» **Your instructions**
Please copy the material from its first line through the line containing "302 L 159 295", changing "cable car cabin" to "gondola cabin" and leaving everything else as it is. Return only those lines.

» **Data provided**
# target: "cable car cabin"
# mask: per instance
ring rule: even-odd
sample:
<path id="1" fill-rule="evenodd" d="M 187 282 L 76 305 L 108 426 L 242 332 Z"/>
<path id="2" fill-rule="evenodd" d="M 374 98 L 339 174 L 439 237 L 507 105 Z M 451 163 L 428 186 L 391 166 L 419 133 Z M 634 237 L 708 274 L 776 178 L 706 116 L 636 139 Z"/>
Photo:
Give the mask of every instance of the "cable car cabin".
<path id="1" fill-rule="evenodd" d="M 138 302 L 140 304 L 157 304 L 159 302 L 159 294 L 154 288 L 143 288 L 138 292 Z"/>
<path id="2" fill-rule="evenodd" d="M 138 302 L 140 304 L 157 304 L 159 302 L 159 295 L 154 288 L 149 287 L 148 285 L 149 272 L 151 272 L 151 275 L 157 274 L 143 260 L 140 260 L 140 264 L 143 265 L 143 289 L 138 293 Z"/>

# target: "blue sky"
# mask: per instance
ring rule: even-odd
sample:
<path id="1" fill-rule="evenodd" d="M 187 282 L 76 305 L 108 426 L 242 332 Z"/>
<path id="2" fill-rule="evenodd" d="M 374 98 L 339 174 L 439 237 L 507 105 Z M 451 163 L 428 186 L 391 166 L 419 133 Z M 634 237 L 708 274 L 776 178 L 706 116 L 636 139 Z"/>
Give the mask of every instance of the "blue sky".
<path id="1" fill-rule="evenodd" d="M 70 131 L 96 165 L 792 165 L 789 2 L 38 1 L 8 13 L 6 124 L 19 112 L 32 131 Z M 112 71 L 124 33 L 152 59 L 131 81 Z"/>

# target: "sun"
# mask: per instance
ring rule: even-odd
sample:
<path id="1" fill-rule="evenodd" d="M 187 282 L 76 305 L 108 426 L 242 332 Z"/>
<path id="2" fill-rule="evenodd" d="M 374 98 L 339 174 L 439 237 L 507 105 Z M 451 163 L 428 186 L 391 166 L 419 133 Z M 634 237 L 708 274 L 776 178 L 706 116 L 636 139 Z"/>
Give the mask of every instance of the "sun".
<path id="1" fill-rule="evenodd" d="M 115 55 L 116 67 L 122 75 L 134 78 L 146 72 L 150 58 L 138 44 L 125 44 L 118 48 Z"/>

» **Response to the exercise**
# target: "gondola cabin"
# mask: per instance
ring rule: even-odd
sample:
<path id="1" fill-rule="evenodd" d="M 187 282 L 76 305 L 108 426 L 242 332 Z"/>
<path id="2" fill-rule="evenodd" d="M 374 98 L 339 174 L 439 237 L 507 105 Z M 451 163 L 428 186 L 391 166 L 419 133 Z M 634 237 L 708 274 L 776 178 L 706 116 L 636 139 Z"/>
Photo:
Give the mask of every instance of the "gondola cabin".
<path id="1" fill-rule="evenodd" d="M 138 302 L 140 304 L 157 304 L 159 302 L 159 294 L 154 288 L 143 288 L 138 292 Z"/>
<path id="2" fill-rule="evenodd" d="M 138 302 L 140 304 L 157 304 L 159 302 L 159 295 L 154 288 L 149 287 L 148 285 L 149 272 L 151 272 L 151 275 L 157 274 L 143 260 L 140 260 L 140 264 L 143 265 L 143 289 L 138 293 Z"/>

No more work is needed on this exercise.